TASK INSTRUCTIONS -> Turn the material below into a numbered list with one item per line, skipping any blank lines. Leave the pictures out.

RECORDS FOR PROCESSING ->
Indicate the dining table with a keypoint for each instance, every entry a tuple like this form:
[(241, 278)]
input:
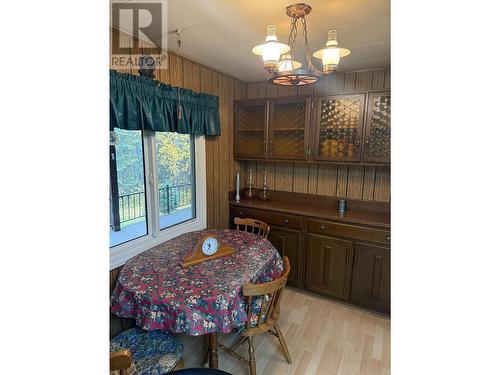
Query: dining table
[(203, 299)]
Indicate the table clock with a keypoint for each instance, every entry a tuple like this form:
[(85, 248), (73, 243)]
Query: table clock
[(209, 247)]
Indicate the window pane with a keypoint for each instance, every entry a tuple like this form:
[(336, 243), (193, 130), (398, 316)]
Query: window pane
[(175, 164), (127, 192)]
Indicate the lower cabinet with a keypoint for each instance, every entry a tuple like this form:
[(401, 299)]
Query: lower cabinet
[(328, 265), (371, 277), (287, 242), (345, 261)]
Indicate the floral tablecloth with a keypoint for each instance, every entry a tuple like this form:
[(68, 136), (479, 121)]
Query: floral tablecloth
[(159, 294)]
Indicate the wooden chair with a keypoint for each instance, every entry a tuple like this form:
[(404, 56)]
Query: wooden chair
[(263, 311), (257, 227)]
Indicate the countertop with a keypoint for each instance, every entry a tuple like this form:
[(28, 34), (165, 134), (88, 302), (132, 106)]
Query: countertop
[(324, 209)]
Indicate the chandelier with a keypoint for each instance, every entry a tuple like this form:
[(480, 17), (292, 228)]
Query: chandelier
[(278, 57)]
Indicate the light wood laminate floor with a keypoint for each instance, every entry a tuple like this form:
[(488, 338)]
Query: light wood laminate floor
[(323, 337)]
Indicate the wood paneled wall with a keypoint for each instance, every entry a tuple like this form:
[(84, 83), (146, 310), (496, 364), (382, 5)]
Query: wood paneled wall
[(367, 183)]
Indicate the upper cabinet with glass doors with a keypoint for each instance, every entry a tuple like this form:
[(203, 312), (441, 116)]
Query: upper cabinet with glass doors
[(377, 147), (345, 128), (250, 136), (289, 128), (272, 129), (339, 128)]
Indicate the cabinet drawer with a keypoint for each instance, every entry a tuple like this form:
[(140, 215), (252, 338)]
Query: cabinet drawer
[(271, 218), (349, 231)]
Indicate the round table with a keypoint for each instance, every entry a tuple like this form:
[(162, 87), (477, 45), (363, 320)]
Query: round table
[(202, 299)]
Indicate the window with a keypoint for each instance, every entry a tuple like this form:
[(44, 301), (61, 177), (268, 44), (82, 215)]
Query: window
[(156, 192), (174, 163), (128, 219)]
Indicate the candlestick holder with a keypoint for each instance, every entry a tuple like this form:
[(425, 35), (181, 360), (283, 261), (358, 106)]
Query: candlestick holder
[(250, 192), (264, 195)]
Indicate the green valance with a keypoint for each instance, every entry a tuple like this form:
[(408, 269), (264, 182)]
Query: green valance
[(138, 103)]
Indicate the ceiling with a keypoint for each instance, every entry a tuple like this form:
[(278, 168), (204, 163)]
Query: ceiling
[(221, 33)]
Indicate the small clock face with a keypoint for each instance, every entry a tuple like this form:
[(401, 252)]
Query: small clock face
[(209, 246)]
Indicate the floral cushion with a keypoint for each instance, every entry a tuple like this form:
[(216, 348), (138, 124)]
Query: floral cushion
[(255, 308), (153, 352)]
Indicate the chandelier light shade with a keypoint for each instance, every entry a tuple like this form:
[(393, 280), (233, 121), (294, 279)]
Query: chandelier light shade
[(331, 54), (271, 50)]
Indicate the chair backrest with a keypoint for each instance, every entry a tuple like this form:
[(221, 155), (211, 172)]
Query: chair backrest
[(120, 361), (269, 295), (257, 227)]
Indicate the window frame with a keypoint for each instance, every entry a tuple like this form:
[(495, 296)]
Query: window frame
[(119, 254)]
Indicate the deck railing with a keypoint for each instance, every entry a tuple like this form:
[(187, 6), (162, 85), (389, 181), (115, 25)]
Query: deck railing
[(133, 206)]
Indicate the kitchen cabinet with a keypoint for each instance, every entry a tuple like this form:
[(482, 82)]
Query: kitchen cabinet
[(287, 242), (349, 128), (289, 128), (346, 258), (377, 146), (250, 136), (328, 261), (272, 129), (371, 277), (339, 128)]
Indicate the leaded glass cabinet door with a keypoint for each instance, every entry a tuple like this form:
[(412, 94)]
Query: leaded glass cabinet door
[(339, 128), (377, 148), (289, 128), (250, 129)]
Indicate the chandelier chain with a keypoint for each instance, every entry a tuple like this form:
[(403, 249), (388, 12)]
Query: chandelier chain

WRITTEN SOLUTION ->
1. Indicate the dining table with a keypoint for each instance, every entry a tuple like this form:
2. [(241, 278)]
3. input:
4. Query: dining table
5. [(203, 299)]
6. Indicate the table clock with a keypoint for each instance, every entry a tuple like this form:
7. [(85, 248), (73, 243)]
8. Query: table clock
9. [(209, 247)]
10. Indicate the window pane with a keypoint for each instance, every entry a tuple like this form:
11. [(336, 243), (193, 130), (398, 316)]
12. Query: window pane
13. [(175, 164), (127, 192)]
14. Indicate the lower cabinet with a keypoint for each instance, every entry a tuple like this form:
15. [(401, 299)]
16. Query: lower cabinet
17. [(328, 265), (371, 277), (287, 242), (345, 261)]
18. Indicate the floral tablecloth with a keypoint for each instance, every entry a tuple like this form:
19. [(68, 136), (479, 121)]
20. Query: floral tablecloth
21. [(159, 294)]
22. Indicate the wooden chair with a keypoint for each instance, every entry a tuple like this form:
23. [(404, 56)]
24. Query: wooden chair
25. [(263, 311), (257, 227)]
26. Indicate the countertop with a keypoint for each instance, every entry a tuple like this form:
27. [(28, 34), (165, 134), (88, 302), (132, 106)]
28. Query: countertop
29. [(324, 209)]
30. Indicate the chandelier with a keypoint for each instance, every entry a tuple like this form:
31. [(480, 17), (292, 228)]
32. Query: chandelier
33. [(278, 57)]
34. Indicate the light wood laminate floor with a keypoint for each instance, every entry a tuple like this form:
35. [(488, 338)]
36. Query: light wood laminate floor
37. [(323, 337)]
38. Indicate the wood paneled wall with a keypoint for each instance, every entry a tuple like this form:
39. [(84, 83), (146, 310), (496, 364), (382, 5)]
40. Query: wood paneled wall
41. [(367, 183)]
42. Indicate the upper cabinet with glass doors with a keypoint for each instance, every entry a tuple like this form:
43. [(203, 312), (441, 116)]
44. Query: upper cabinet with glass doors
45. [(377, 147), (345, 128), (250, 136), (289, 128), (272, 129), (339, 128)]
46. Indicate the cabinet drawer with a keypoint for each instance, every entry a tuple like this form:
47. [(140, 215), (252, 338)]
48. Query: cabinet drawer
49. [(271, 218), (349, 231)]
50. Indicate the round table with a keypoint for each instance, every entry a tuple like this form:
51. [(162, 87), (477, 45), (363, 320)]
52. Query: round table
53. [(202, 299)]
54. Indicate the window with a keypoint for each instance, every entry a tuple like this form:
55. [(44, 301), (61, 177), (268, 44), (82, 215)]
56. Query: window
57. [(156, 192), (174, 163), (128, 219)]
58. Indicate the candlestick holder with a keypoint for each instance, every entry a tuple like this form:
59. [(425, 35), (181, 360), (283, 261), (358, 106)]
60. Query: candlestick holder
61. [(250, 192), (264, 195)]
62. Indicate the green valance with a keypoint for each instance, every entry a tuple like this form:
63. [(408, 269), (264, 182)]
64. Query: green valance
65. [(138, 103)]
66. Indicate the ceiling with a keypoint for each instance, every entry a tuple like this form:
67. [(278, 168), (204, 163)]
68. Query: ceiling
69. [(221, 33)]
70. Indicate the small clock face with a keypoint for each instance, every entry a tuple like this form:
71. [(401, 252)]
72. Query: small clock face
73. [(209, 246)]
74. Indicate the floral cushion with a keypoint for each instance, every entry a tuple like this form:
75. [(216, 348), (138, 124)]
76. Query: floral cushion
77. [(255, 308), (153, 352)]
78. Indicate the chandelier light shade with a keypoint for each instance, every entry a tuple like this form:
79. [(393, 280), (233, 121), (294, 279)]
80. Query: chandelier light shade
81. [(331, 54), (271, 50)]
82. Indicate the chair backrest with a keypoint for each instance, every entry a tuple like this form:
83. [(221, 155), (211, 172)]
84. Query: chair backrest
85. [(120, 361), (269, 295), (257, 227)]
86. Indicate the window frame with a keypoint for each instance, every entry a tuple like this form:
87. [(495, 296)]
88. Query: window frame
89. [(119, 254)]
90. Indicate the deck railing with a keypoint for each instance, every entry a tuple like this form:
91. [(187, 6), (162, 85), (389, 181), (115, 25)]
92. Query: deck railing
93. [(133, 206)]
94. Indicate the kitchen cabinet with a keypoint for each instance, every entry a tuple like this form:
95. [(482, 82)]
96. Query: kitchen cabinet
97. [(287, 242), (349, 128), (289, 128), (346, 258), (377, 146), (250, 136), (328, 261), (272, 129), (371, 277), (339, 128)]
98. Indicate the leaded glass cabinet door with a keypoint for each instance, every entry a tuple like this form:
99. [(412, 94)]
100. Query: leaded glass cabinet door
101. [(339, 128), (377, 148), (289, 128), (250, 129)]
102. Indicate the chandelier chain with a keypoint for each instance, every entry a tuple like this form:
103. [(403, 249), (388, 12)]
104. Query: chandelier chain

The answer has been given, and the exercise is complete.